REQUIREMENT ▸ Reproduce the NBA lockout post below word for word, from its first line to its last.

#### TEXT TO READ ####

Let’s be honest – this summer has been pretty depressing.
Months have gone by without a resolution between the NBA owners and players, and the prospect of losing games seems to be growing more likely by the day.
If you’re interested in the specifics of the NBA Lockout struggle, I recommend this article written by Henry Abbott at TrueHoop. He talks about the specific sticking points in the current negotiations.
Frankly, my reaction to this whole lockout situation has been a bit bizarre, at least to the untrained eye.
Please click “Read More” to see why…
I work as a Republican political consultant. You could call me a “union-busting Republican,” and I probably wouldn’t quarrel too much with you. I generally believe that unions have way too much power, and I believe in right-to-work laws.
And despite all of that, on this particular issue, I find myself siding with the players’ union 100%.
At first, I couldn’t quite figure that out. Am I having an ideological break? Is my affinity for NBA athletes clouding my sound economic judgment?

#### GIVEN DATA ####

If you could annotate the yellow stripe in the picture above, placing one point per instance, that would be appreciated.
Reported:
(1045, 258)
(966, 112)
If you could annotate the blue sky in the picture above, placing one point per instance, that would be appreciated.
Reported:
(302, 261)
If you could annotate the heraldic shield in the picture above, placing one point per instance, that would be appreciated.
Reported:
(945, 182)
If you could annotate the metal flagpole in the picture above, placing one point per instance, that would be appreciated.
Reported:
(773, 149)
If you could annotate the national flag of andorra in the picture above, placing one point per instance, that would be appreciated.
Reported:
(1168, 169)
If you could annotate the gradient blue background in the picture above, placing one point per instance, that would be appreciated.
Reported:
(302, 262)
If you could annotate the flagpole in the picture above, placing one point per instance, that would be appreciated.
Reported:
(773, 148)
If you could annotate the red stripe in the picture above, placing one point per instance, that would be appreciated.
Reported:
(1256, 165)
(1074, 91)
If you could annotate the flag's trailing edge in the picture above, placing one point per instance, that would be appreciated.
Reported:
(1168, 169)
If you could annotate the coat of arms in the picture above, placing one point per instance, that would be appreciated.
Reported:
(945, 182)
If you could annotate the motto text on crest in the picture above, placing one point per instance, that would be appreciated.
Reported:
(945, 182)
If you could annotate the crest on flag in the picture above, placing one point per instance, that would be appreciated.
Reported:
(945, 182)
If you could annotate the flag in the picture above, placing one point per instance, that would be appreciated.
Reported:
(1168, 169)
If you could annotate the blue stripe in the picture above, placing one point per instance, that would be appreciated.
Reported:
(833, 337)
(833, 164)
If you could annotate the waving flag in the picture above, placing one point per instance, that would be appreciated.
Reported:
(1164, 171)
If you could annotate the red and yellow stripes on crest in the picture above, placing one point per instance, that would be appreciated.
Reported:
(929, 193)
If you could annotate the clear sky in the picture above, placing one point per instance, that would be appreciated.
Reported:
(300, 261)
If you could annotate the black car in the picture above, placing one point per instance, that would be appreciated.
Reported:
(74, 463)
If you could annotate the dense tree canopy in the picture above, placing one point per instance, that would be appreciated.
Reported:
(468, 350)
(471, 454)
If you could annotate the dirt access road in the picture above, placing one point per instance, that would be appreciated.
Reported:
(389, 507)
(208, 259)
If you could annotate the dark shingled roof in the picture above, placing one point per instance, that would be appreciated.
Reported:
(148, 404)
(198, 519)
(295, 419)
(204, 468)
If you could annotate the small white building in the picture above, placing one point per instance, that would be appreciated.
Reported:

####

REPLY ▸
Let’s be honest – this summer has been pretty depressing.
Months have gone by without a resolution between the NBA owners and players, and the prospect of losing games seems to be growing more likely by the day.
If you’re interested in the specifics of the NBA Lockout struggle, I recommend this article written by Henry Abbott at TrueHoop. He talks about the specific sticking points in the current negotiations.
Frankly, my reaction to this whole lockout situation has been a bit bizarre, at least to the untrained eye.
Please click “Read More” to see why…
I work as a Republican political consultant. You could call me a “union-busting Republican,” and I probably wouldn’t quarrel too much with you. I generally believe that unions have way too much power, and I believe in right-to-work laws.
And despite all of that, on this particular issue, I find myself siding with the players’ union 100%.
At first, I couldn’t quite figure that out. Am I having an ideological break? Is my affinity for NBA athletes clouding my sound economic judgment?